作業指示 »
• A. 発言要旨を読み、次の問いに答えなさい。
(i) 「世界防災閣僚会議in東北」は何日間にわたって開催されるか。
(ii) 企業立地検討チームのチーム長を務めるのは誰か。
(iii) 末松副大臣が岩手県で視察する予定の工場はどこか。
• B. 発言要旨の最後の文に続けて、その先を書き進めなさい。

本文抜粋 »
-----

1.発言要旨
私からは二つ報告があります。
まず、お手元に資料が出ていますが、「世界防災閣僚会議in東北」が今日から2日間にわたって開催されます。そこに出席するため、本日、宮城県仙台市を訪問します。全体会合における基調報告、ニュージーランド地震復興担当大臣との二国間会談等を行う予定です。
もう一つは、企業立地検討チームの開催、末松副大臣の岩手県訪問についてです。復興庁に、末松復興副大臣をチーム長として、有識者等にお集まりいただき、企業立地・企業連携に係る課題を把握し、企業立地のモデルケースを調査検討する企業立地検討チームを設置します。本日、第1回企業立地検討チームを開催し、日本立地センターから企業立地の現状について報告いただき、意見交換を行う予定と聞いています。活動の一環として、明日(4日)、末松副大臣が岩手県を訪問し、北上市長と企業誘致に関する取組についての意見交換やトヨタ自動車東日本(株)岩手工場の視察を行う予定です。詳しい日程については現在調整中です。

-----

出典データ »
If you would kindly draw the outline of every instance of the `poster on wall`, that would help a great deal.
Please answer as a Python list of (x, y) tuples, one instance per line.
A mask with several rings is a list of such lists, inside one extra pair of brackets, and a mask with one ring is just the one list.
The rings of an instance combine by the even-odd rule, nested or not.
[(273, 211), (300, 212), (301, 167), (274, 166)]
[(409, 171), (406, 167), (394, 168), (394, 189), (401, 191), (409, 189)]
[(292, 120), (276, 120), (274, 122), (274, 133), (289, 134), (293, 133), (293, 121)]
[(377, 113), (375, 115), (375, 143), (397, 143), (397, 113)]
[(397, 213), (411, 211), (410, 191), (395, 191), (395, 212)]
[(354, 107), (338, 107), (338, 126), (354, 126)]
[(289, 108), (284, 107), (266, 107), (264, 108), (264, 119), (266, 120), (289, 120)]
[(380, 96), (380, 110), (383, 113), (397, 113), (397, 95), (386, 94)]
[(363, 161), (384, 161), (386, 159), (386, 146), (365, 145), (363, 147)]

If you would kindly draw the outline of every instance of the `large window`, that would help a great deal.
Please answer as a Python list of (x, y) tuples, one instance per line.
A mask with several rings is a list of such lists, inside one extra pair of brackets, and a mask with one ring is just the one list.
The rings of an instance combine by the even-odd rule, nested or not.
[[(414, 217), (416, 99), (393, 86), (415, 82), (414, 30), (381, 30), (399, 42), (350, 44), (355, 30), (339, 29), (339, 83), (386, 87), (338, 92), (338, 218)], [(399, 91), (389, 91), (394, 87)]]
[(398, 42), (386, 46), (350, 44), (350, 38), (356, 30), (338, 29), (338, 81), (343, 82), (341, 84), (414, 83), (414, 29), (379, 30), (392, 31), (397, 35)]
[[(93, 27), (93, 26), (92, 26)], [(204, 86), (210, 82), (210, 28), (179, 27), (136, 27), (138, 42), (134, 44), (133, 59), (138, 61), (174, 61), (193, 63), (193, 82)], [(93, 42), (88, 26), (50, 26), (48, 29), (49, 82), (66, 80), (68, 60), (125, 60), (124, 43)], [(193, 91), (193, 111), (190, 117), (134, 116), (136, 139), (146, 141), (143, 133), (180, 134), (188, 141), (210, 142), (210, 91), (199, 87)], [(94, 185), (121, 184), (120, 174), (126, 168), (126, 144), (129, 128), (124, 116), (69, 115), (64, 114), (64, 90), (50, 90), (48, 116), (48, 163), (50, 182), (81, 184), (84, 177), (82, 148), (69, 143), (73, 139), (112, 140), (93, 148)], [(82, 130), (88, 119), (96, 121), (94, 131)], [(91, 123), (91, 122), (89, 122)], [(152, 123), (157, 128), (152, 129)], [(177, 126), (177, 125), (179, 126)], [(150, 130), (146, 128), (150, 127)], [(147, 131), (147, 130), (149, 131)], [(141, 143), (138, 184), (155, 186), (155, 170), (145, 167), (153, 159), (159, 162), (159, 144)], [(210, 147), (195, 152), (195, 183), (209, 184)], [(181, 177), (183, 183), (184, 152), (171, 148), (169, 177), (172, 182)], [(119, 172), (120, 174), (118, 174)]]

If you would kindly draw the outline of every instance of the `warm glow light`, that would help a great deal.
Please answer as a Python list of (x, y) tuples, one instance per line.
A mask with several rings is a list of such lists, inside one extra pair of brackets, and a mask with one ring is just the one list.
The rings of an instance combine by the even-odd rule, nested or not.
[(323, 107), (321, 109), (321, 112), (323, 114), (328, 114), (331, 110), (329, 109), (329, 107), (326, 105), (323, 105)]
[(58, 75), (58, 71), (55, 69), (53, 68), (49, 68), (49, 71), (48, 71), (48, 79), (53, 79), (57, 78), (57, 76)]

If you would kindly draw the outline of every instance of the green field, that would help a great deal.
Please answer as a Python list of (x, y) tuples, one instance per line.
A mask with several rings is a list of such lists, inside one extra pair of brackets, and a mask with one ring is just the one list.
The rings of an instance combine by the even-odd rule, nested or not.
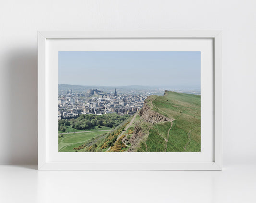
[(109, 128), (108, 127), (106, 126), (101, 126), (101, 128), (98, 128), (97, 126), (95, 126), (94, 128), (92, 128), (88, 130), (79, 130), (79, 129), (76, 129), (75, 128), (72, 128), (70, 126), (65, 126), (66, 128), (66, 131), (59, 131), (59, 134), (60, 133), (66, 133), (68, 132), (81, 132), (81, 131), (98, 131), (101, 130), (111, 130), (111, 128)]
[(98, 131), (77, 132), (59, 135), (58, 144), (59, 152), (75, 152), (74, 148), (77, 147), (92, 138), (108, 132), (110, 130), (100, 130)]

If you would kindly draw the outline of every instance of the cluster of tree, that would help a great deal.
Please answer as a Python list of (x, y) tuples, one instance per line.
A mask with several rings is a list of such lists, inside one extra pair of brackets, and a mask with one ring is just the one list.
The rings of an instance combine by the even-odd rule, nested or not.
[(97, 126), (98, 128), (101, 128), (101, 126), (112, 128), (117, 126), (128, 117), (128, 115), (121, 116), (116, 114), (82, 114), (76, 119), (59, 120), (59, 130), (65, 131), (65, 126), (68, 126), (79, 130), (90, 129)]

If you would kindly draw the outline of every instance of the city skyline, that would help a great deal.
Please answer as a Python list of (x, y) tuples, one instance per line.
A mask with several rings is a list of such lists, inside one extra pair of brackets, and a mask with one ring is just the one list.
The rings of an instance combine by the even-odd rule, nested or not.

-----

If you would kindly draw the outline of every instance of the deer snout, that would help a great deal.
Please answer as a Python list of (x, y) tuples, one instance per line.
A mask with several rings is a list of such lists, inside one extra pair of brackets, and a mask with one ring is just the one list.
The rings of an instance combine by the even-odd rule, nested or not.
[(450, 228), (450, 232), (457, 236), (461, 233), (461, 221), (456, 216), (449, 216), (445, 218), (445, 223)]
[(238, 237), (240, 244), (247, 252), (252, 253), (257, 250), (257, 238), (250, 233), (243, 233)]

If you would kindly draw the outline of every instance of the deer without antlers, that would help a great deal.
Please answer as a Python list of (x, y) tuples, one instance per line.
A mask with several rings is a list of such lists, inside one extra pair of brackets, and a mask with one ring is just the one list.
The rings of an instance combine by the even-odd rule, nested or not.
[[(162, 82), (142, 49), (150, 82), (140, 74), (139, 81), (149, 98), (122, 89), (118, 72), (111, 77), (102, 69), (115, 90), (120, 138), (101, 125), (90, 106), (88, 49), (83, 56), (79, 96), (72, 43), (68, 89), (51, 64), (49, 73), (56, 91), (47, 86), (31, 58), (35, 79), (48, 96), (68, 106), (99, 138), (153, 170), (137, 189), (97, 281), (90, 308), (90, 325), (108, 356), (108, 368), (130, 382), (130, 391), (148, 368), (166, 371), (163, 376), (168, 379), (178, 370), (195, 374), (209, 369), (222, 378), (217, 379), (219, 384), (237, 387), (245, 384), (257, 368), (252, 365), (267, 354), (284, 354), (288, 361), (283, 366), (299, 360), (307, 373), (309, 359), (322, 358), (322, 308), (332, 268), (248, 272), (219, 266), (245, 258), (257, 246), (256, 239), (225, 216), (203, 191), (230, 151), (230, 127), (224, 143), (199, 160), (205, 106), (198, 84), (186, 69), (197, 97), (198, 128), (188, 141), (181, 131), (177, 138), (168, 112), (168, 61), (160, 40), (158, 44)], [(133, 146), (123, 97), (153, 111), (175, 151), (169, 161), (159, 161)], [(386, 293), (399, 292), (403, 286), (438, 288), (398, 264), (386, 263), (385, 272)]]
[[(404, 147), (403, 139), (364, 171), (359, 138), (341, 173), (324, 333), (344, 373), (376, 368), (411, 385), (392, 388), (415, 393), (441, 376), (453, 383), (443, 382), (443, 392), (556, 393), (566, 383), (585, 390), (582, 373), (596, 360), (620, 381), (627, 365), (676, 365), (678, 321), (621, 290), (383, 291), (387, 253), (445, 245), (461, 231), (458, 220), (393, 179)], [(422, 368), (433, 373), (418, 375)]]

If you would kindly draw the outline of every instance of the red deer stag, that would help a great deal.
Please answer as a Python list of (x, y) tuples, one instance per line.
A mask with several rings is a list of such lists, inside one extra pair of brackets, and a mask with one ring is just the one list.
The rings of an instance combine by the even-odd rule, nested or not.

-----

解答 »
• A.
(i) 2日間
(ii) 末松復興副大臣
(iii) トヨタ自動車東日本(株)岩手工場

• B.
私からは以上です。
2.質疑応答
(問)二つ質問があります。一つは、多分、今週中にも福島復興基本方針が閣議決定されると思うのですが、パブリックコメントで概要が100ページほどになっています。一読すると、私の受けた印象として、復興の目玉に欠けるのではないか、パンチに欠けるのではないかという気がします。あと、やや福島の現状と比べると、木に竹を接いだような産業復興計画みたいになっているのではないかなという印象を受けるのですが、その点については大臣どう受け止められていますか。
(答)今まで丁寧に、各自治体とも、実務者レベルでも何度もやりとりして積み上げた結果であり、概ね内容等については合意をいただいたと思っていますが、先般の会議の中で、特に佐藤知事から企業立地補助金に係る期日等について何点か要望をいただきました。今朝も、内堀副知事が私のところに来られて、文言についての意見をいただきました。その意見を踏まえ、至急調整を行い、今月中旬の閣議決定に持っていきたいと思っています。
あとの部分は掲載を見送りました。